Begin

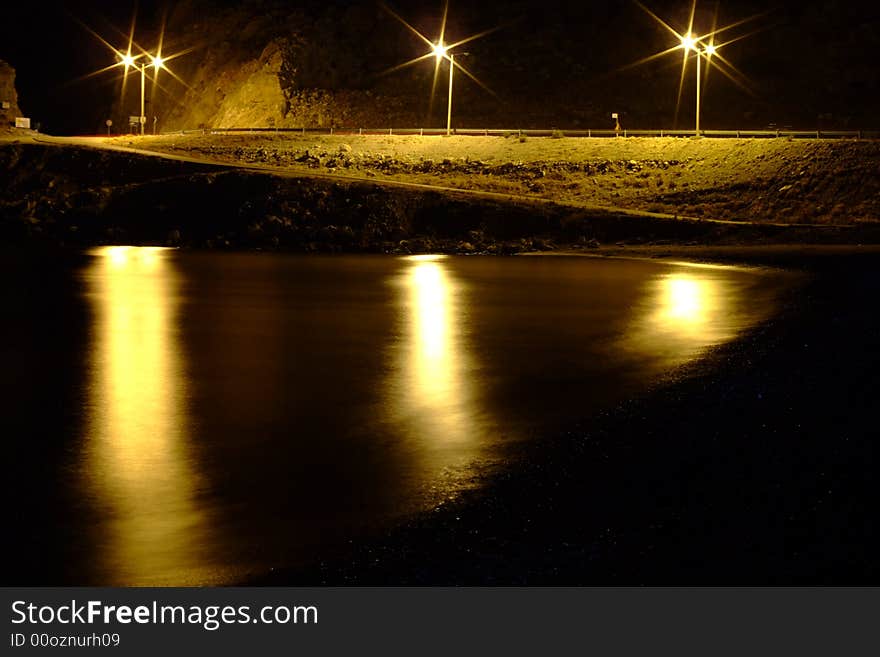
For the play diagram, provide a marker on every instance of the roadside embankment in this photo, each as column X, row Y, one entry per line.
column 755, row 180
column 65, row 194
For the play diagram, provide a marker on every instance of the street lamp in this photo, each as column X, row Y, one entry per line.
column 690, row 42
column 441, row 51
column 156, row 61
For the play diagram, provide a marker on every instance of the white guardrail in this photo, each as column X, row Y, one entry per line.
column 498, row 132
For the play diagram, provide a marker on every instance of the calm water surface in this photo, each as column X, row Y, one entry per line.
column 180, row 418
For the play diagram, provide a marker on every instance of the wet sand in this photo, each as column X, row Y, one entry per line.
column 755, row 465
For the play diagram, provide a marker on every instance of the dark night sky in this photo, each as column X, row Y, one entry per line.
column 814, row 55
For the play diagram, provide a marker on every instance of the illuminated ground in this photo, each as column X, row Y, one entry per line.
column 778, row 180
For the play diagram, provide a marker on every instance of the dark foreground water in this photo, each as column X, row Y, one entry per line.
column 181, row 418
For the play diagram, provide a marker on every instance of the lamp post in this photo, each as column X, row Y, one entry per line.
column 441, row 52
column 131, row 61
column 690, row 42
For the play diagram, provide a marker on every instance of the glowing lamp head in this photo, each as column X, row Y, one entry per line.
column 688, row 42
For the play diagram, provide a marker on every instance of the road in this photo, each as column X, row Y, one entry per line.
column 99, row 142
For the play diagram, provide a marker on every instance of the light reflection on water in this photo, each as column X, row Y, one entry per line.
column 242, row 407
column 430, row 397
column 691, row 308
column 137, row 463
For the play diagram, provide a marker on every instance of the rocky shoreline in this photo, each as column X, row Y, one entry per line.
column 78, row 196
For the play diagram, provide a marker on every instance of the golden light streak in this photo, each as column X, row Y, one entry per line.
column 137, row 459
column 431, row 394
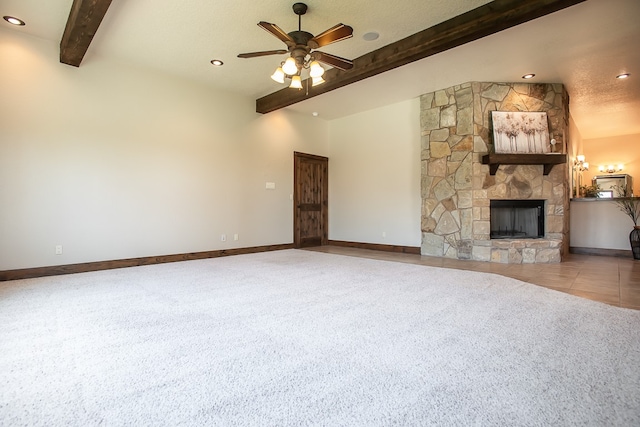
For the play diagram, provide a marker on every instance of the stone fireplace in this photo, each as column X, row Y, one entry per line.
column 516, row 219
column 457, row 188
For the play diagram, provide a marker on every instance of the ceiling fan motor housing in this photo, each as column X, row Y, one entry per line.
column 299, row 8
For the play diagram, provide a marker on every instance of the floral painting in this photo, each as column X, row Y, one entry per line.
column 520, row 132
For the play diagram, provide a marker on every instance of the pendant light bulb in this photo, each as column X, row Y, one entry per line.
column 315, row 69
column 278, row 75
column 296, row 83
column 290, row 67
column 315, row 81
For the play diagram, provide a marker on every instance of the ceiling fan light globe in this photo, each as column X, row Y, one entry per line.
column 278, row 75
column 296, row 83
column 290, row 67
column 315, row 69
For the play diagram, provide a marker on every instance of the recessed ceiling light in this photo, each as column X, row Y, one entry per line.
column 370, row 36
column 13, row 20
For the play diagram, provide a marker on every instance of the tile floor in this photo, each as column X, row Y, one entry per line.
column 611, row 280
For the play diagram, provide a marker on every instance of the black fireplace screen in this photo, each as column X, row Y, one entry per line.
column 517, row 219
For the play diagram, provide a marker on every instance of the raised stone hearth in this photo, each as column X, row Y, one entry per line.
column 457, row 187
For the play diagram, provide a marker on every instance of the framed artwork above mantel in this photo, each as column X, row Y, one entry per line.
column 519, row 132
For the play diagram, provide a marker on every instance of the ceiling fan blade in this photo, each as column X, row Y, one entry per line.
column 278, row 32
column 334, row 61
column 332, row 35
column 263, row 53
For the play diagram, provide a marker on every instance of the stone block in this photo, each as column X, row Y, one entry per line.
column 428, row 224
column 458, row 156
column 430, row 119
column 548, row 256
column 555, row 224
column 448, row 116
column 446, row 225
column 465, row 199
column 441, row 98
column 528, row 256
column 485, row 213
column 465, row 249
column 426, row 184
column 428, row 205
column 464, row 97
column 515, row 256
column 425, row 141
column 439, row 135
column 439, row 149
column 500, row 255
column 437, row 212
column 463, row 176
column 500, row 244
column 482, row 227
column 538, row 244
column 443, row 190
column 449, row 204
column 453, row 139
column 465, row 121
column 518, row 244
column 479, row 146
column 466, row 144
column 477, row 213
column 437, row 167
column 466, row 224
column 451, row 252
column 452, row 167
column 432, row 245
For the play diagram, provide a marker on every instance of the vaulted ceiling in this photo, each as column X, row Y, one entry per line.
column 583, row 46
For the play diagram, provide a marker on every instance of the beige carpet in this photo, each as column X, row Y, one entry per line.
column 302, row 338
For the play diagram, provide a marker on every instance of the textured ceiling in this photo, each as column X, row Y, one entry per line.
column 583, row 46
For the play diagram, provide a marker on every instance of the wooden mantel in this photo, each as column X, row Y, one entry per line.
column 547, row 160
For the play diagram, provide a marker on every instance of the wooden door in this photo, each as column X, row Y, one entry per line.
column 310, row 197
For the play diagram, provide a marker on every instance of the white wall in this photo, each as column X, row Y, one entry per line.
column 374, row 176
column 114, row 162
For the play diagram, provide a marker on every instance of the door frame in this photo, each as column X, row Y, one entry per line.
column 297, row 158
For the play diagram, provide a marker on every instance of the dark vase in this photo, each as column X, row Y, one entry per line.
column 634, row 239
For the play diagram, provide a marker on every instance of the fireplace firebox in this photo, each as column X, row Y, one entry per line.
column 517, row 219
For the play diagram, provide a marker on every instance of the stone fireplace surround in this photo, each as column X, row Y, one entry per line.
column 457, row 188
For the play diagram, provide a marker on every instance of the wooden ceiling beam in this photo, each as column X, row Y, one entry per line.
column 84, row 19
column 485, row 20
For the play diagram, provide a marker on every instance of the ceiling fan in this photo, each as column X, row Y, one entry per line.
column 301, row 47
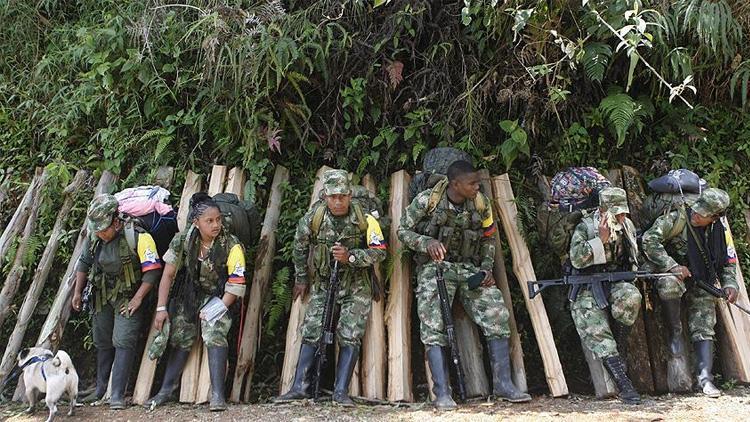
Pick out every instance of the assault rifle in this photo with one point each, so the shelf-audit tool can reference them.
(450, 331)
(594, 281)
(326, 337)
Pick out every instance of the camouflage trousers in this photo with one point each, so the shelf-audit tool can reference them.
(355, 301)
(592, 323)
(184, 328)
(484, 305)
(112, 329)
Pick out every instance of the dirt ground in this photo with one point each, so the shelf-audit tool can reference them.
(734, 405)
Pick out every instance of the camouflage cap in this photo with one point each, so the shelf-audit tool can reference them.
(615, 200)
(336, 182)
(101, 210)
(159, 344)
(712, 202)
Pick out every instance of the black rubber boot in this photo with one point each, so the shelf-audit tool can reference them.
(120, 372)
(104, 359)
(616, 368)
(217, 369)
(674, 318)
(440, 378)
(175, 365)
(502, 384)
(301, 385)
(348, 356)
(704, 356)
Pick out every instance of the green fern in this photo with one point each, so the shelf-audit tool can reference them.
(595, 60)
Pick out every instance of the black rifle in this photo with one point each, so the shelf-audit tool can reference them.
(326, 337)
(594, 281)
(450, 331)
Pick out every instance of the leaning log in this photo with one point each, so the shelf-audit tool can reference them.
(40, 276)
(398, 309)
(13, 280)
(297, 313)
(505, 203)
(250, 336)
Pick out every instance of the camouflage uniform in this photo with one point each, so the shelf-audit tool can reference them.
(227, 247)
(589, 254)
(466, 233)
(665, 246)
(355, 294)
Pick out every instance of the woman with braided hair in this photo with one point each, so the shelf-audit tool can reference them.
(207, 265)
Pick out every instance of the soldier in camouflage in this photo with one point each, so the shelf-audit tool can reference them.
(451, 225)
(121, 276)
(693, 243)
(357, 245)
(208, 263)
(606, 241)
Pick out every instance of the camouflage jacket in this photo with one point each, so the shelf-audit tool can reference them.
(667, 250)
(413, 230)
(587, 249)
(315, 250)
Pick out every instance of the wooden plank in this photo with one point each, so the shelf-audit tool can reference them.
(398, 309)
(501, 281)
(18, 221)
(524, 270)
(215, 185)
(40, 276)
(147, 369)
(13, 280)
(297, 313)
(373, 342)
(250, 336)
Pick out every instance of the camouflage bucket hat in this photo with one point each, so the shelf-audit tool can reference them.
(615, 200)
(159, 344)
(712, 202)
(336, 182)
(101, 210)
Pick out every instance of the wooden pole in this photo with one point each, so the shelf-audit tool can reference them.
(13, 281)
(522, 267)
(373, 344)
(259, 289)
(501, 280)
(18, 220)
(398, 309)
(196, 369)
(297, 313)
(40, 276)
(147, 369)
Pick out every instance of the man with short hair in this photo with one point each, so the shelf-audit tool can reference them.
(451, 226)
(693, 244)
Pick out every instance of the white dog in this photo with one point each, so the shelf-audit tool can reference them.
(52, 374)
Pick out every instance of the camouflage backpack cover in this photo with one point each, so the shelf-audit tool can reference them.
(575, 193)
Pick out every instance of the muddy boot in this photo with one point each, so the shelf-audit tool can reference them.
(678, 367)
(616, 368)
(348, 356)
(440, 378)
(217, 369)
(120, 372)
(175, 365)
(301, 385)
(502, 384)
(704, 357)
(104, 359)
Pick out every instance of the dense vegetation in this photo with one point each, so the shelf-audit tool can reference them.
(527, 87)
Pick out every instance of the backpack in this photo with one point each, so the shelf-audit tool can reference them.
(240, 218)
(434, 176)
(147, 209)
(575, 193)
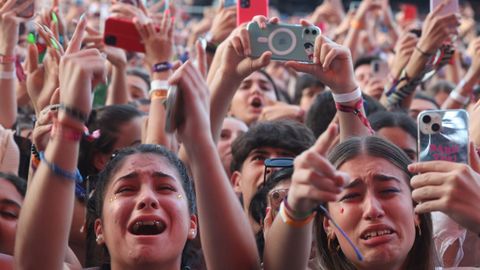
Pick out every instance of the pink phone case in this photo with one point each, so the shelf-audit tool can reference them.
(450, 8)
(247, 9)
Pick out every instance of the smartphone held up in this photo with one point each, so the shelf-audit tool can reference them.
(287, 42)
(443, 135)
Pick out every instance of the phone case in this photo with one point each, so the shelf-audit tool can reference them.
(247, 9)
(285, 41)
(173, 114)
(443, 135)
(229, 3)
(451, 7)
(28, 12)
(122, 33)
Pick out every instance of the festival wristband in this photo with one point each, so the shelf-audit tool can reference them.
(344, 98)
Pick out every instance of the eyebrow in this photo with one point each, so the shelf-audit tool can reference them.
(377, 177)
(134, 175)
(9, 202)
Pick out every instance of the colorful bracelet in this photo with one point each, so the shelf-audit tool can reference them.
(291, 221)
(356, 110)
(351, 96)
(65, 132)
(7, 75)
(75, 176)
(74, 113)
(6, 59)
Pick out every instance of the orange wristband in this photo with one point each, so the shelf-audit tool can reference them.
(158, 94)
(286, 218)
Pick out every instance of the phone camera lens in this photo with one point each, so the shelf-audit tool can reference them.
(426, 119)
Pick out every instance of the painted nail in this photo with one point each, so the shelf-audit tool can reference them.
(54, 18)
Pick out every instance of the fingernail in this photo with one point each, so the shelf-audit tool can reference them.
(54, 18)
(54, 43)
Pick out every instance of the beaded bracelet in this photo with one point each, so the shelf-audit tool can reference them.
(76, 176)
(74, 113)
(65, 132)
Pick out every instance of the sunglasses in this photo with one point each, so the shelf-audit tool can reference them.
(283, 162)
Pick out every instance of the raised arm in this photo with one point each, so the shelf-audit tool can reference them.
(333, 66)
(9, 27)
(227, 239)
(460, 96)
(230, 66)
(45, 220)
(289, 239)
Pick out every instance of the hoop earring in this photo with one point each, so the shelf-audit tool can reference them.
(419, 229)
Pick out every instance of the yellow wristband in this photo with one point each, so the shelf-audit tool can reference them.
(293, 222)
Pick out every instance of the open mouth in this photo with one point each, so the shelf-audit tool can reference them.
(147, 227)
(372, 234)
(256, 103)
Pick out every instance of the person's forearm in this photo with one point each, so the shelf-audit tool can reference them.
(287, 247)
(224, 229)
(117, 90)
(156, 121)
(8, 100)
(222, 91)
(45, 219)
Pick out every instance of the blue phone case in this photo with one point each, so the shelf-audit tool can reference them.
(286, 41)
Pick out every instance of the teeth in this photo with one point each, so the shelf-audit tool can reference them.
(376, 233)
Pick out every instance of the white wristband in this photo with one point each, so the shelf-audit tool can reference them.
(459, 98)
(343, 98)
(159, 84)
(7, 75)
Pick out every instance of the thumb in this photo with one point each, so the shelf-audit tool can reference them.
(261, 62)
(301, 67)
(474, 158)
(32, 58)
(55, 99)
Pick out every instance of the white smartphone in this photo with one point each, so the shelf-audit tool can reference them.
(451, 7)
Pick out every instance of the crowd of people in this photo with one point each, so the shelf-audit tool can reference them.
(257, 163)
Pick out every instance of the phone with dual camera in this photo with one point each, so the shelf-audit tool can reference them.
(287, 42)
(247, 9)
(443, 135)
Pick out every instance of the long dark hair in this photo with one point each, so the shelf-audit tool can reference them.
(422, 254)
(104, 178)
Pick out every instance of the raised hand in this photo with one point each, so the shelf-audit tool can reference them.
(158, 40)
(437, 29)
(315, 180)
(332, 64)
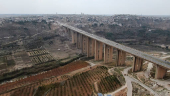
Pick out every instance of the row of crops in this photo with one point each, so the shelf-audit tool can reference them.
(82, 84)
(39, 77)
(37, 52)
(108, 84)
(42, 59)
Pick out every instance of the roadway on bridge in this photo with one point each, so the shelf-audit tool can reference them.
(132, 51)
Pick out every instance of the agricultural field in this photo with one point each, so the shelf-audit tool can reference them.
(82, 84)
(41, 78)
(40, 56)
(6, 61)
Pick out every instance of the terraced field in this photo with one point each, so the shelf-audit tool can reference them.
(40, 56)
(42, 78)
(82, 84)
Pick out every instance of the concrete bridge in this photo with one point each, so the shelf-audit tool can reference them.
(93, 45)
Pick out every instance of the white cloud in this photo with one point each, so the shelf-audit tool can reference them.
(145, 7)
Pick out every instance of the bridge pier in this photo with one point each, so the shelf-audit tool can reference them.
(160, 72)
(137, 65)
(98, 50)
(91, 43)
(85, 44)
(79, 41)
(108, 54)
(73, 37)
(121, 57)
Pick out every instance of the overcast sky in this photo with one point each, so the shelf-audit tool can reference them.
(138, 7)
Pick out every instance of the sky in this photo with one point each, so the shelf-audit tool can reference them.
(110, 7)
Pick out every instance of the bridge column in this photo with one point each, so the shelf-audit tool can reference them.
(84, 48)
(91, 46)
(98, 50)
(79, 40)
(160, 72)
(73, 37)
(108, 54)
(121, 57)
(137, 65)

End

Exercise prompt: Reproduce the records word for word, starting at the line that contains "the white guardrail" and stopping after the line that contains "column 498, row 132". Include both of those lines and nothing else.

Exercise output:
For the play diagram, provide a marker on every instance of the white guardrail in this photo, each as column X, row Y, one entry per line.
column 498, row 132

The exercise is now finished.